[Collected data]
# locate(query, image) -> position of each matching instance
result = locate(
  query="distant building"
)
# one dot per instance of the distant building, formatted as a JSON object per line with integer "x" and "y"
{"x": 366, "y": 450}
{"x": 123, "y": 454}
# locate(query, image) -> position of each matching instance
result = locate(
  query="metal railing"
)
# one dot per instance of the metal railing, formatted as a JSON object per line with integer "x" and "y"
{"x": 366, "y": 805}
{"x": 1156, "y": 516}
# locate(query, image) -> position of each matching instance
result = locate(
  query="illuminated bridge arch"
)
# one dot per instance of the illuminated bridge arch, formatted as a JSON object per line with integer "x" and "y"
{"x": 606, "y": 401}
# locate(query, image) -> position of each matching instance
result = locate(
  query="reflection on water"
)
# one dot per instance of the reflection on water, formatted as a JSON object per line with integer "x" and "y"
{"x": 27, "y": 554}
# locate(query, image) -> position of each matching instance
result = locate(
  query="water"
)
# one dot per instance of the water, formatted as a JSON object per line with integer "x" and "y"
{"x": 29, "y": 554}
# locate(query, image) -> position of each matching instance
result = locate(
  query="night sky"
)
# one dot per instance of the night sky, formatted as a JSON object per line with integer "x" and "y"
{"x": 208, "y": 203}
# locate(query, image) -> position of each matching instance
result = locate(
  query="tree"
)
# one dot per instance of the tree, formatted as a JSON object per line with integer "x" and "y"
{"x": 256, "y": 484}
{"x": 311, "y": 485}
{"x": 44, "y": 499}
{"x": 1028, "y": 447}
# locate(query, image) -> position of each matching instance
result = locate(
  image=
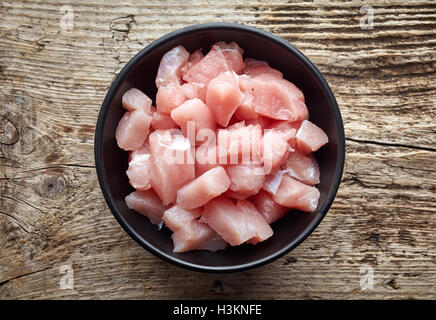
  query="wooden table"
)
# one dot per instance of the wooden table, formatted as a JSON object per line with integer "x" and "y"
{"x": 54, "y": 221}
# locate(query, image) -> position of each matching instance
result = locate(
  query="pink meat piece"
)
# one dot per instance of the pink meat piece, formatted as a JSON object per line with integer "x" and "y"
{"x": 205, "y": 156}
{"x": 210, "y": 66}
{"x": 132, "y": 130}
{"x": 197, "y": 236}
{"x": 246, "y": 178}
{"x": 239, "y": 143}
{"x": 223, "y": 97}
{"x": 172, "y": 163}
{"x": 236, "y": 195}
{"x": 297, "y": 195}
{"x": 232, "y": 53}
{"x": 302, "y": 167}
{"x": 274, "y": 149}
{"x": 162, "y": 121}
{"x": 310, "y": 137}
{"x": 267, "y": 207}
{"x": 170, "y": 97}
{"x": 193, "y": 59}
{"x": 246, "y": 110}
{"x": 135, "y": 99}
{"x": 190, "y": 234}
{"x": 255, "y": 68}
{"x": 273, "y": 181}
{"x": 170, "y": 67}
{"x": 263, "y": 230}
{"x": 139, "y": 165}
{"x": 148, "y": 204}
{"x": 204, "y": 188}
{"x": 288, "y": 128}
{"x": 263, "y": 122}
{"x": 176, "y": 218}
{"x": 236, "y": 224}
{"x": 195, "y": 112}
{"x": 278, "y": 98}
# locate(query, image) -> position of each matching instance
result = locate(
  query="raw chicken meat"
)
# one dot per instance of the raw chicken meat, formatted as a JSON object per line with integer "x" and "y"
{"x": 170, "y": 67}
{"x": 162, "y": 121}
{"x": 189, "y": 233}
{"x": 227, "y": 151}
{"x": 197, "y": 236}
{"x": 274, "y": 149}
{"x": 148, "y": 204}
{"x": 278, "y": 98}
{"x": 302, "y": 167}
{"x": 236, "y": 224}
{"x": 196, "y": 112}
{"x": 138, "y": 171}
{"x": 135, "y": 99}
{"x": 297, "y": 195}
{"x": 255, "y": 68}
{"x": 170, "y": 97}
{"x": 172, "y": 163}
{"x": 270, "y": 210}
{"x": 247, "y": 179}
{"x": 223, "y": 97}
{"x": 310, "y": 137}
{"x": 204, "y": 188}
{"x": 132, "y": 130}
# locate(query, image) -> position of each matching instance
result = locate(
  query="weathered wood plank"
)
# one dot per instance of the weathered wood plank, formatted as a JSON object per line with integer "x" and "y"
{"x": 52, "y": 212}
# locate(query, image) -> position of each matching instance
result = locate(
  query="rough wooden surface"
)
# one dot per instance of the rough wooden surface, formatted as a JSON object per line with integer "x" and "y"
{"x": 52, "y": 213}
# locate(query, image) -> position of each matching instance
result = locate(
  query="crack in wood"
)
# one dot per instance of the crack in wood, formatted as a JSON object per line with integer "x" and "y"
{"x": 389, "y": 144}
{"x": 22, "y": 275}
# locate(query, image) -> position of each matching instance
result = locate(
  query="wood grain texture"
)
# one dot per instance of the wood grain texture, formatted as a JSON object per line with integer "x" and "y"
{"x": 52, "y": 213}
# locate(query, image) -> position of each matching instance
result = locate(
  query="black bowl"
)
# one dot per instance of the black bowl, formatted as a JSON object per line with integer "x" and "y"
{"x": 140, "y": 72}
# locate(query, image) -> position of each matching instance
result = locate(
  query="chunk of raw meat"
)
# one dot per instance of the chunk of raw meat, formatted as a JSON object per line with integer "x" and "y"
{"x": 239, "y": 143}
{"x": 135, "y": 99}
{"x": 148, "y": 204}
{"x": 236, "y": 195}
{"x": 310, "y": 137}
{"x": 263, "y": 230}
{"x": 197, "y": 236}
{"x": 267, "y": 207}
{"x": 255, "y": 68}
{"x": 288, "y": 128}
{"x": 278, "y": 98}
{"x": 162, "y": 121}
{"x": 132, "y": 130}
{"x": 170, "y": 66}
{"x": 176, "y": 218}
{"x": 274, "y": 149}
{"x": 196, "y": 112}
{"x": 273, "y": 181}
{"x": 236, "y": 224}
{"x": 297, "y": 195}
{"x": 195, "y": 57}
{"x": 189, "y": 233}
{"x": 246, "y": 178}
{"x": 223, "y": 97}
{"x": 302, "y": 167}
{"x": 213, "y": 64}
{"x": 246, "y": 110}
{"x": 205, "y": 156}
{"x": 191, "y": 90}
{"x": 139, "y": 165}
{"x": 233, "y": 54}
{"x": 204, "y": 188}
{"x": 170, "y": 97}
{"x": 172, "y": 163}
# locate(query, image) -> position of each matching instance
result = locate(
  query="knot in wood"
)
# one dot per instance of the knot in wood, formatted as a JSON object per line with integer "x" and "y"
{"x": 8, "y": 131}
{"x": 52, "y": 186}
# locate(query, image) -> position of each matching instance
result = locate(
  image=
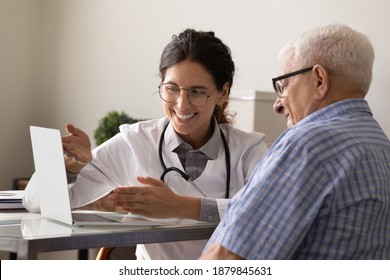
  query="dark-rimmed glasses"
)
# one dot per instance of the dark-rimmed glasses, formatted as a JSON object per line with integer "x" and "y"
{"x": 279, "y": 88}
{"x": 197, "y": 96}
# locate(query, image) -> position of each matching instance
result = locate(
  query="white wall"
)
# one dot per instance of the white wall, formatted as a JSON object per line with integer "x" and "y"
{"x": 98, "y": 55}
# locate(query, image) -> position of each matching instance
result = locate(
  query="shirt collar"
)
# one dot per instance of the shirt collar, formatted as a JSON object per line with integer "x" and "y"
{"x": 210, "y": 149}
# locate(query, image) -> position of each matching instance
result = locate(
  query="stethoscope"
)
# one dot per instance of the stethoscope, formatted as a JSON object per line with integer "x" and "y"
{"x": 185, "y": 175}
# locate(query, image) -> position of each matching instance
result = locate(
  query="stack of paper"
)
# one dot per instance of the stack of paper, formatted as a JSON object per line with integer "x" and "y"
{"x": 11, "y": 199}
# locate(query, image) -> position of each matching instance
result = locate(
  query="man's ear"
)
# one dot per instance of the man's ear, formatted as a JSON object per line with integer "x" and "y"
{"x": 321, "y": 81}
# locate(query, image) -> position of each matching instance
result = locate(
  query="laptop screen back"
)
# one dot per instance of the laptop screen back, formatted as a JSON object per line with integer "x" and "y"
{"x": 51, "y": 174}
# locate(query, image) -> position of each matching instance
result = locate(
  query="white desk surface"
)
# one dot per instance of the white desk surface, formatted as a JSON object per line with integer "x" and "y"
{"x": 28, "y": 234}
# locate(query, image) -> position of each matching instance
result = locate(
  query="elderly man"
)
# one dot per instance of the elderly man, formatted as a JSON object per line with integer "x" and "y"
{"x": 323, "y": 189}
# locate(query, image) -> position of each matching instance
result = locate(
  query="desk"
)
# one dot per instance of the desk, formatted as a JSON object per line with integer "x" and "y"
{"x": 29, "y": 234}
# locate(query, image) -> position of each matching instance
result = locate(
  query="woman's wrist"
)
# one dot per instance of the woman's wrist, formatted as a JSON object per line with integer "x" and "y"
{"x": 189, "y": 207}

### Problem statement
The required output is every line from the one with "# one dot per instance of the man's" to the final line of the entries, repeated exactly and with nothing else.

### Finished exercise
# one dot per instance of the man's ear, formatted as a JSON object per line with integer "x" and "y"
{"x": 321, "y": 81}
# locate(query, image) -> position of each matching instance
result = locate(
  query="laptop screen back"
)
# one dot per instance of the laptop screen back, formatted as a JSON object per line with integer "x" and "y"
{"x": 51, "y": 174}
# locate(query, image) -> position of each matching instance
result = locate(
  query="white desk surface"
)
# one dot per instance of the white desk surface, formatted as a JSON object per line with integer "x" and "y"
{"x": 28, "y": 234}
# locate(query, image) -> position of each matching instance
result = locate(
  query="elderly man"
)
# one dot per instance of the elderly man, formatted as a JSON object per line with integer "x" and "y"
{"x": 323, "y": 189}
# locate(query, image) -> position of each matching instance
result = locate(
  query="desk"
)
# one dot per instance of the desk, formatted as a JSON object per line with integer "x" and "y"
{"x": 29, "y": 234}
# locate(query, image) -> position of each matching instance
result = locate(
  query="woman's wrist"
)
# one dot per instance of the woman's wrist, formatted as a JSON object per line with integer "x" and "y"
{"x": 189, "y": 207}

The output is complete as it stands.